**GIVEN PROBLEM**
Add 66 to each bounding box coordinate in the data, from the line containing "Can you find the two-story" through the line containing "[208,57,447,349]". Rewrite only those lines, including the request line unchanged.

Labeled boxes in photos
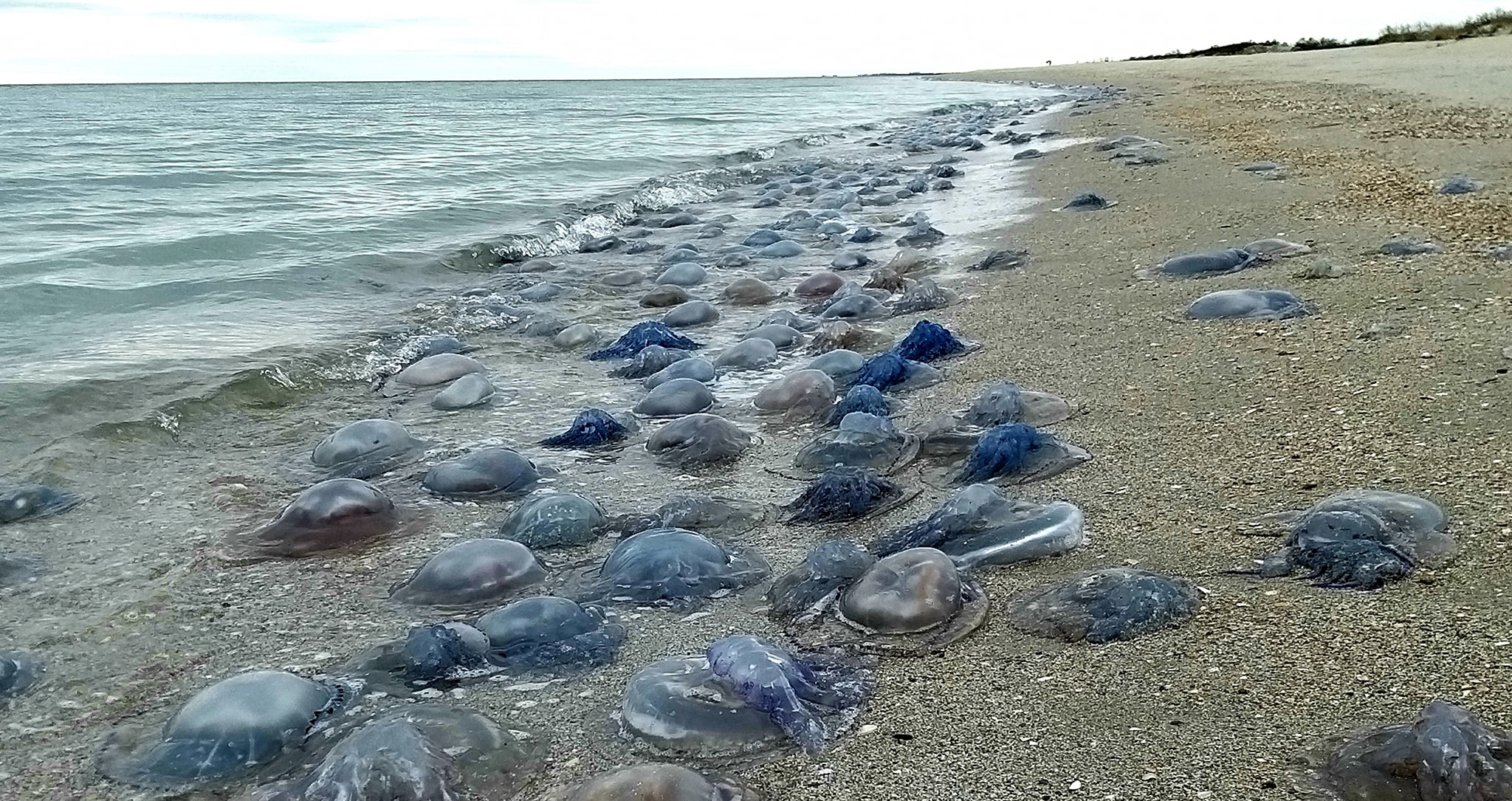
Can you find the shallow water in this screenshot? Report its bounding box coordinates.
[0,78,1088,798]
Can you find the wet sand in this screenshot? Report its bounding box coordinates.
[0,42,1512,800]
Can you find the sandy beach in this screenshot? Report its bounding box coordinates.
[0,36,1512,801]
[760,38,1512,801]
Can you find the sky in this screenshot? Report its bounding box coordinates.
[0,0,1512,83]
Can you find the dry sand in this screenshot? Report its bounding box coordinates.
[753,38,1512,801]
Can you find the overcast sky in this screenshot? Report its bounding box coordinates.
[0,0,1512,83]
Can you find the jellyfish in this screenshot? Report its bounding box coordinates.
[1240,489,1456,589]
[1008,567,1202,644]
[871,484,1085,568]
[584,529,768,608]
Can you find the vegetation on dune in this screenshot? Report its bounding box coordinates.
[1128,9,1512,61]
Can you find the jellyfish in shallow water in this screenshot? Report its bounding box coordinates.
[0,651,42,701]
[498,492,606,549]
[955,423,1092,484]
[541,408,633,450]
[588,322,700,361]
[241,479,401,556]
[546,763,760,801]
[620,636,868,757]
[783,466,912,523]
[584,529,768,606]
[1299,701,1512,801]
[98,671,352,789]
[871,484,1085,568]
[792,549,989,654]
[420,447,546,501]
[794,411,919,473]
[851,351,941,391]
[310,420,425,479]
[0,479,83,523]
[645,414,752,469]
[766,540,877,618]
[616,494,771,535]
[1008,567,1202,644]
[892,320,969,361]
[1240,489,1456,589]
[478,596,625,671]
[388,538,546,609]
[238,704,547,801]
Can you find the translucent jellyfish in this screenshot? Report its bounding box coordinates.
[238,704,547,801]
[1240,489,1456,589]
[741,323,803,351]
[420,447,544,501]
[588,322,700,361]
[585,529,768,606]
[783,466,915,523]
[541,408,633,450]
[310,420,423,479]
[98,671,351,789]
[752,371,834,420]
[645,414,752,469]
[478,596,625,673]
[616,494,771,535]
[714,339,777,371]
[892,278,960,314]
[955,423,1092,484]
[792,549,989,654]
[244,479,402,556]
[609,345,690,378]
[871,484,1085,568]
[546,763,760,801]
[641,358,718,390]
[499,492,608,549]
[662,300,720,328]
[851,351,942,391]
[815,382,892,426]
[1008,567,1202,644]
[431,374,498,411]
[0,651,42,701]
[635,378,714,417]
[1155,248,1262,277]
[1187,289,1313,320]
[766,540,877,618]
[794,411,919,475]
[0,479,85,523]
[1299,701,1512,801]
[720,278,782,306]
[388,538,546,609]
[704,635,870,754]
[792,270,845,298]
[393,354,489,387]
[892,320,971,361]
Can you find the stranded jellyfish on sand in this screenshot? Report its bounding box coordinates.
[238,704,547,801]
[582,529,768,606]
[871,484,1085,568]
[773,543,987,654]
[1297,701,1512,801]
[310,420,423,479]
[546,763,762,801]
[620,635,870,757]
[783,466,916,523]
[645,410,763,470]
[388,538,546,608]
[1257,489,1456,589]
[794,411,919,473]
[1008,567,1202,644]
[239,479,401,556]
[98,671,351,789]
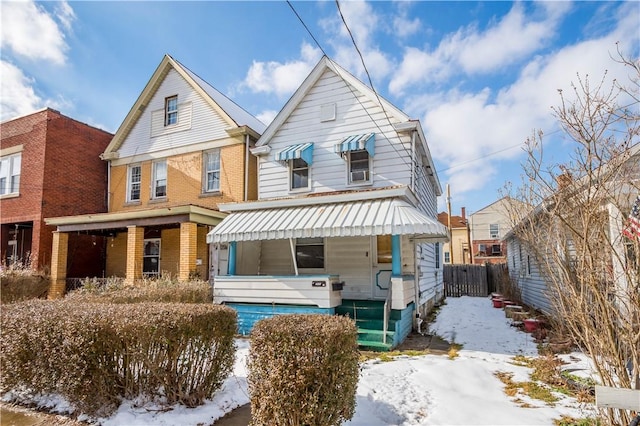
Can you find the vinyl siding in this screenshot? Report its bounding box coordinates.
[507,238,552,314]
[258,70,410,199]
[118,69,230,159]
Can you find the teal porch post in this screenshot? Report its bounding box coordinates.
[391,235,402,277]
[229,241,236,275]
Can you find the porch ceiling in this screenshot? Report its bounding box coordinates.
[207,198,448,243]
[45,205,226,232]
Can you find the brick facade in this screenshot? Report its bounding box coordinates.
[0,108,113,275]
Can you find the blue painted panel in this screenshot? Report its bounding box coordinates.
[227,303,335,335]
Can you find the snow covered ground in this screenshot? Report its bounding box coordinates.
[5,297,594,426]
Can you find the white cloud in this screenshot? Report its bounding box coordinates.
[0,1,74,64]
[389,3,567,95]
[240,43,322,96]
[256,109,279,126]
[0,61,43,121]
[420,10,640,193]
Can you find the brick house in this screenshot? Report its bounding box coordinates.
[0,108,113,275]
[438,207,473,265]
[47,55,265,297]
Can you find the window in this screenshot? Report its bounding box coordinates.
[0,154,22,195]
[204,149,220,192]
[296,238,324,269]
[127,164,142,202]
[489,223,500,240]
[142,238,160,276]
[291,158,309,189]
[349,149,370,183]
[164,95,178,126]
[151,160,167,198]
[376,235,392,264]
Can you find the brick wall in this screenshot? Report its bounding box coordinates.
[110,143,250,212]
[0,109,113,267]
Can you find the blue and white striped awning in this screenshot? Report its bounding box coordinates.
[276,142,313,165]
[334,133,376,157]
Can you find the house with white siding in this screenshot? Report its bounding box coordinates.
[45,55,266,296]
[207,57,448,349]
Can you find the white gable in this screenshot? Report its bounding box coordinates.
[259,68,411,199]
[118,69,230,159]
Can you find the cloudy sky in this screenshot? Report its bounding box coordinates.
[0,0,640,214]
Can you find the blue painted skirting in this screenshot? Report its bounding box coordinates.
[226,303,335,335]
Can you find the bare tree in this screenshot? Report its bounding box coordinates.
[506,51,640,425]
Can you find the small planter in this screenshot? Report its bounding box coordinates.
[523,318,540,333]
[503,302,522,318]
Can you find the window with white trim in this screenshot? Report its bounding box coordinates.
[0,153,22,195]
[296,238,324,269]
[489,223,500,240]
[127,164,142,203]
[151,160,167,199]
[0,153,22,195]
[164,95,178,127]
[348,149,371,184]
[204,149,220,192]
[290,158,309,189]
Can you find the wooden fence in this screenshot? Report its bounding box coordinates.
[443,264,508,297]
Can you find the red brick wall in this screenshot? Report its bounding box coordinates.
[0,109,113,267]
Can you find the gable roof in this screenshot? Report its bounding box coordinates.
[255,56,442,196]
[256,56,409,146]
[102,55,266,159]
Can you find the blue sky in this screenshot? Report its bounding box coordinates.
[0,0,640,214]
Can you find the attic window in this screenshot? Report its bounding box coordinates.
[320,103,336,122]
[164,95,178,126]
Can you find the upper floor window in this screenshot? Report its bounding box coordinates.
[291,158,309,189]
[209,149,220,192]
[348,149,371,183]
[164,95,178,126]
[489,223,500,240]
[0,153,22,195]
[127,164,142,202]
[151,160,167,198]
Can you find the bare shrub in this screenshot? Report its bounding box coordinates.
[248,315,359,426]
[66,277,213,303]
[510,45,640,425]
[0,301,236,415]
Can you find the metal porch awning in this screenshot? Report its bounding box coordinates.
[207,198,448,243]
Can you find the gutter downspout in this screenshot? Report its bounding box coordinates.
[244,133,249,201]
[289,238,298,276]
[411,130,416,194]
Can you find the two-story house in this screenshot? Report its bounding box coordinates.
[438,207,473,265]
[47,55,265,296]
[469,197,513,265]
[0,108,113,275]
[208,57,447,349]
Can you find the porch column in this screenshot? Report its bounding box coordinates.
[178,222,198,281]
[47,231,69,299]
[228,241,236,275]
[125,226,144,284]
[391,235,402,277]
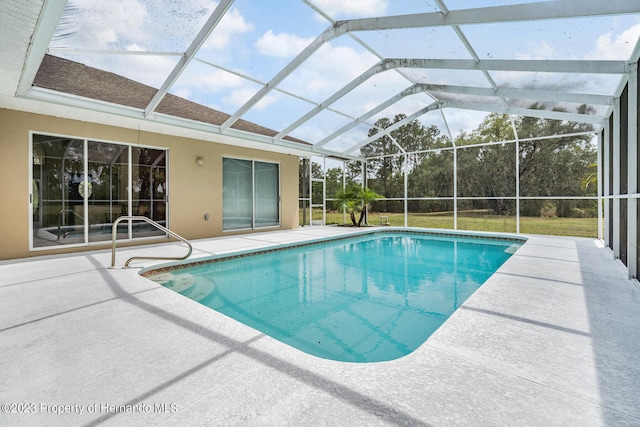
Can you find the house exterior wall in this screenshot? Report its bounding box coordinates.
[0,109,298,260]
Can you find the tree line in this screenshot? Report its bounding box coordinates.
[301,104,597,217]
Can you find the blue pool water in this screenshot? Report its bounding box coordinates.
[146,232,522,362]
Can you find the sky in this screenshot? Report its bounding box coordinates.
[50,0,640,154]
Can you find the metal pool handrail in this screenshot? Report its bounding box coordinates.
[111,216,193,268]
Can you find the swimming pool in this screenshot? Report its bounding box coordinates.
[144,230,524,362]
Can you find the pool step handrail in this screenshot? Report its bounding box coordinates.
[111,216,193,268]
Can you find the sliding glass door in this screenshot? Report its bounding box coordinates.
[31,134,167,248]
[222,158,280,230]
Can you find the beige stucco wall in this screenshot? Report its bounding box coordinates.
[0,109,298,259]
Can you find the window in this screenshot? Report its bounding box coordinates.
[222,158,280,230]
[31,134,167,248]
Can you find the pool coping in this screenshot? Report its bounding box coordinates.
[0,228,640,426]
[139,227,527,278]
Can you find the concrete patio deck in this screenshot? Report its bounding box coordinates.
[0,227,640,426]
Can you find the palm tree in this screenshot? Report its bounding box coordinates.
[333,187,384,227]
[357,187,384,227]
[333,189,360,227]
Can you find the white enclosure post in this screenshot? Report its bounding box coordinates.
[611,98,620,259]
[509,116,520,234]
[602,118,613,246]
[627,64,638,279]
[404,153,409,227]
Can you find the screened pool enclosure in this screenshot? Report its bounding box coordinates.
[0,0,640,277]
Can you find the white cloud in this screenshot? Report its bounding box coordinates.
[314,0,389,18]
[283,43,378,101]
[203,9,253,50]
[517,40,556,59]
[256,30,313,58]
[587,24,640,60]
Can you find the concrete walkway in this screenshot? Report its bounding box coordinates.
[0,227,640,426]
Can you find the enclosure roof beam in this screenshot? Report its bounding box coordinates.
[220,24,346,132]
[343,102,440,154]
[144,0,234,117]
[384,58,632,74]
[220,0,640,132]
[276,58,630,145]
[441,101,604,124]
[422,84,613,105]
[314,84,432,147]
[16,0,67,96]
[273,61,393,141]
[336,0,640,32]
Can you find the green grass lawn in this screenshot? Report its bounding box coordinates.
[312,211,598,238]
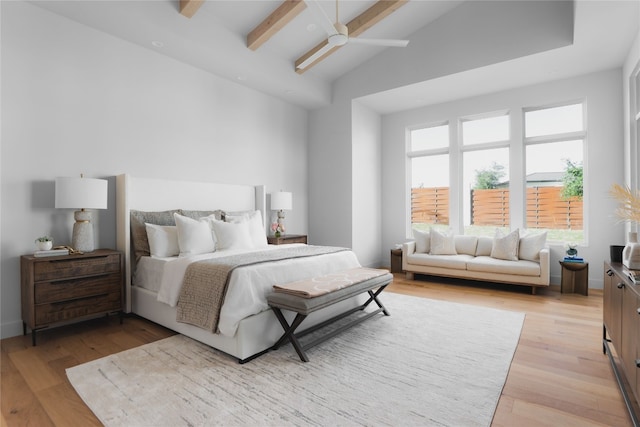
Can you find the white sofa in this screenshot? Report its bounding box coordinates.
[402,230,550,294]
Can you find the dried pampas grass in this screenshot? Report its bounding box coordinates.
[610,184,640,224]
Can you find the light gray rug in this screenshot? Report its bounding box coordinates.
[67,293,524,426]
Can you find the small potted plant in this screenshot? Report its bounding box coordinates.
[35,236,53,251]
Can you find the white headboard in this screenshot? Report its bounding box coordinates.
[116,174,267,312]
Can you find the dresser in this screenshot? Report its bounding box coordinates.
[20,249,124,346]
[602,262,640,425]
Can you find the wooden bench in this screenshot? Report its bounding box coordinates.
[267,268,393,362]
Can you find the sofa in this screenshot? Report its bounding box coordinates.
[402,229,550,294]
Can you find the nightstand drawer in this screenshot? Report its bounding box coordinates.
[35,292,122,327]
[35,273,122,304]
[33,254,120,282]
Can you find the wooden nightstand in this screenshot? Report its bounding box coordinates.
[267,234,307,245]
[20,249,124,346]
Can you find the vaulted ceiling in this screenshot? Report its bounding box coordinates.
[32,0,640,112]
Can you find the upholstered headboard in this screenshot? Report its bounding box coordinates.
[116,174,267,312]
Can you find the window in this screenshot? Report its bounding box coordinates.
[524,103,586,243]
[408,124,449,230]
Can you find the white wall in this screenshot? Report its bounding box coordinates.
[0,2,313,338]
[381,69,624,288]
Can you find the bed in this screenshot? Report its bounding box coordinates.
[116,174,363,363]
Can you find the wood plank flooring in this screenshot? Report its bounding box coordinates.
[0,274,631,427]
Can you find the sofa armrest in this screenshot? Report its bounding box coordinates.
[540,248,551,286]
[402,241,416,255]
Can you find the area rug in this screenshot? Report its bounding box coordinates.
[67,292,524,426]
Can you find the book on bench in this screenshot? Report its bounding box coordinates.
[273,267,389,298]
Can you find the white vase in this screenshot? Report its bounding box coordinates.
[622,232,640,270]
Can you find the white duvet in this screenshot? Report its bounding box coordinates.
[136,245,360,336]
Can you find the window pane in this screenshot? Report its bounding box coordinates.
[411,125,449,151]
[524,104,584,138]
[526,140,584,242]
[411,154,449,229]
[462,116,509,145]
[462,148,509,236]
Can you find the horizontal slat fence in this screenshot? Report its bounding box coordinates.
[411,187,584,230]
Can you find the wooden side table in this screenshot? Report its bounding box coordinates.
[20,249,124,346]
[560,261,589,296]
[267,234,307,245]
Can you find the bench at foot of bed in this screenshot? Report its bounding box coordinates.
[267,268,393,362]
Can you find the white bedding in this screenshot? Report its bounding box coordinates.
[135,244,360,337]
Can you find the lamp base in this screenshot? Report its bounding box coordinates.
[71,211,95,252]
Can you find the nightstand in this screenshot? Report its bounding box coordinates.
[20,249,124,346]
[267,234,307,245]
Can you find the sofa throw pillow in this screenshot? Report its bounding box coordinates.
[491,230,520,261]
[518,231,547,261]
[429,228,457,255]
[413,229,431,254]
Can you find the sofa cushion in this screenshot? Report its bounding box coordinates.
[491,230,520,261]
[476,236,493,256]
[467,256,540,276]
[429,228,457,255]
[413,229,431,254]
[518,231,547,261]
[407,253,473,270]
[454,235,478,256]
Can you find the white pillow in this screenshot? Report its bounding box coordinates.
[173,213,216,256]
[491,230,520,261]
[518,231,547,261]
[209,219,252,249]
[144,222,180,258]
[413,229,431,254]
[429,228,457,255]
[224,211,268,248]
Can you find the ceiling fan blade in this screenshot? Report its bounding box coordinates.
[349,37,409,47]
[296,44,336,70]
[305,0,338,36]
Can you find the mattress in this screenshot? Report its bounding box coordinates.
[134,244,360,336]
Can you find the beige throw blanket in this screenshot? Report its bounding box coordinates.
[273,267,389,298]
[176,245,348,333]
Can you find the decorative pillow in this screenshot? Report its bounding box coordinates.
[224,211,268,248]
[209,219,252,249]
[491,230,520,261]
[173,214,216,256]
[454,235,478,256]
[476,236,493,256]
[518,231,547,261]
[129,209,180,261]
[145,223,180,258]
[413,229,431,254]
[429,228,457,255]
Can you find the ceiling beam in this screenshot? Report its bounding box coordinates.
[247,0,307,50]
[180,0,205,18]
[296,0,408,74]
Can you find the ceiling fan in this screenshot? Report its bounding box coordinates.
[296,0,409,70]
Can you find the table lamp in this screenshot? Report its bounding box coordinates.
[271,191,293,236]
[56,175,108,252]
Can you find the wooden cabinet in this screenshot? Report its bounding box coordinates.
[267,234,307,245]
[20,249,124,345]
[603,263,640,425]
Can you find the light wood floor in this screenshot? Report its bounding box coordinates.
[0,274,631,426]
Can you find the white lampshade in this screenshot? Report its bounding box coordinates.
[271,191,293,211]
[56,177,108,252]
[56,178,108,209]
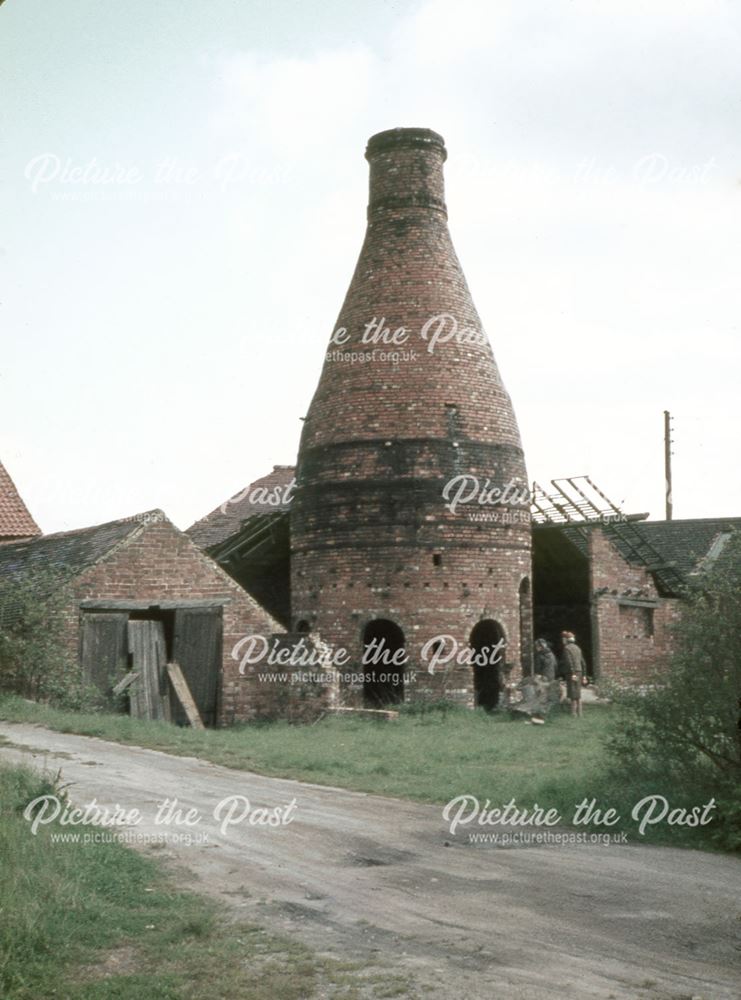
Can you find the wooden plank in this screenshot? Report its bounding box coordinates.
[80,612,129,696]
[80,596,232,611]
[172,608,222,726]
[166,663,206,729]
[129,620,169,721]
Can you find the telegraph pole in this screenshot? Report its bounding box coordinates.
[664,410,674,521]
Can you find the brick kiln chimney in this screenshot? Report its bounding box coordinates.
[291,128,531,707]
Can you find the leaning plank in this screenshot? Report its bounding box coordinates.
[167,663,206,729]
[113,670,139,695]
[129,620,168,720]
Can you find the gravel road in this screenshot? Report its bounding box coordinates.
[0,723,741,1000]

**SOLUTION FOR THIS EXERCISE**
Can you find the two-story house in this screenshot? Report its bounding box coordinates.
[504,273,539,331]
[113,121,331,362]
[535,263,579,331]
[66,174,179,341]
[274,123,513,415]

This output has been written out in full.